BEGIN Reading passage
I restarted mongodb and the same thing happened. I downgraded to mongodb 3.0.4 and the secondary was able to rejoin the replica set and catch up as normal.

The secondary wasn't under any read load at the time, but the primary was under a heavy write load



 Comments   
Comment by Frederick Cheung [ 11/Aug/15 ]

Ah, even on our 3.0.4 instance that metric was 13G on our secondary.

Comment by Bruce Lucas (Inactive) [ 11/Aug/15 ]

The key statistic for diagnosing this issue is the following:

db.serverStatus().wiredTiger.log['total log buffer size']

This is memory used by mongod for the WT journal, and is not limited by the WT cache setting. If it is large (e.g. GBs) OOM may result. The fix for this issue limits the amount of memory used by the WT journal to (I believe) 32 MB.

Comment by Ramon Fernandez Marina [ 07/Aug/15 ]

The fix for WT-2007 made it into wiredtiger's mongodb-3.0 branch:

commit fad2eacb13ebeb0dfd3a001ca45d82eff83a9af3
Author: sueloverso <sue@mongodb.com>
Date:   Wed Jul 15 10:20:59 2015 -0400
 
    WT-2007 Statically allocate log slot buffers to a maximum size.
END Reading passage
BEGIN Supplied records
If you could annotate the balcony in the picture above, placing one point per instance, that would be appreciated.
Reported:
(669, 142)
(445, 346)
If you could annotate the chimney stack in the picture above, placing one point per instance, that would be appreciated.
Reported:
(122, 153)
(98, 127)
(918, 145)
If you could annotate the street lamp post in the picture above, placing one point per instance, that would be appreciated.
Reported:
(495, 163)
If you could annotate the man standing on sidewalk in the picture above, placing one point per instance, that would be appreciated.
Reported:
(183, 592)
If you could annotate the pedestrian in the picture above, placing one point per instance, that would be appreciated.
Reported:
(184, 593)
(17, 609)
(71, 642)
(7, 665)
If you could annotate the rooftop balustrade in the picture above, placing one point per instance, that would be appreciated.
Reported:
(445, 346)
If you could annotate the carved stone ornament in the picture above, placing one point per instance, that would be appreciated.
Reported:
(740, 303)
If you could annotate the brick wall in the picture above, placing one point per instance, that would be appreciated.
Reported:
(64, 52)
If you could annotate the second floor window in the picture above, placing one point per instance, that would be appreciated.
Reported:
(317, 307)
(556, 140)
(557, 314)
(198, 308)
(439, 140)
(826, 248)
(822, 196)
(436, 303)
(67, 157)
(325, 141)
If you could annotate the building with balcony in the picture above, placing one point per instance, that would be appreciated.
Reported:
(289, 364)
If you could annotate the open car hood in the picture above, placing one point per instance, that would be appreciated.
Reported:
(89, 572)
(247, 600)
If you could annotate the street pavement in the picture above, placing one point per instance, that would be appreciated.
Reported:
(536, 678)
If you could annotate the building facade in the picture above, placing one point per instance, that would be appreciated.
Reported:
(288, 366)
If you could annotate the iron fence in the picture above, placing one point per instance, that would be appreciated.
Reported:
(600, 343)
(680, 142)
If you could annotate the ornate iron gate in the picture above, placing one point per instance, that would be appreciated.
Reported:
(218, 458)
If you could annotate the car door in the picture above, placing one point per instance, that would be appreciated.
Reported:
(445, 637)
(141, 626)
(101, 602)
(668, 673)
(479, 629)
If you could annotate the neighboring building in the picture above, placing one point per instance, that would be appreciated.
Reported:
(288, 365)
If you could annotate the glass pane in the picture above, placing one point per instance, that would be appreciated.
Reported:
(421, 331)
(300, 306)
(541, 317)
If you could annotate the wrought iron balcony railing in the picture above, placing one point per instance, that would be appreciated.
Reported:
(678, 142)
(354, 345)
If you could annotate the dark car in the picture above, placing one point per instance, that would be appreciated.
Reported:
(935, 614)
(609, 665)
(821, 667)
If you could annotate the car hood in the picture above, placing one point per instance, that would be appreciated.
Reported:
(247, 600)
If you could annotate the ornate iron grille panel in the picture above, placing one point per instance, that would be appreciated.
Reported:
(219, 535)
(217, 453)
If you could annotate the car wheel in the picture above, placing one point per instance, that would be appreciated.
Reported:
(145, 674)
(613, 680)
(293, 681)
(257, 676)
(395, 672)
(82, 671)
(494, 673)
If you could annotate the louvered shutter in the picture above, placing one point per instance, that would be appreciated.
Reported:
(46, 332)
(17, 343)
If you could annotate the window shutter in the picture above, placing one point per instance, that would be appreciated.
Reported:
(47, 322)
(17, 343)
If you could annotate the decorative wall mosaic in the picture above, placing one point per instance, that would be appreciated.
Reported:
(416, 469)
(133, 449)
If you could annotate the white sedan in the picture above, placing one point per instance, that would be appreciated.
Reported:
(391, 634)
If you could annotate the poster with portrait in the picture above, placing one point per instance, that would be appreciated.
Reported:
END Supplied records
* [Aim of the task]: Please reproduce the text of the MongoDB issue thread word for word, between "I restarted mongodb" and "up as normal.", inclusive.

* [Exercise response]:
I restarted mongodb and the same thing happened. I downgraded to mongodb 3.0.4 and the secondary was able to rejoin the replica set and catch up as normal.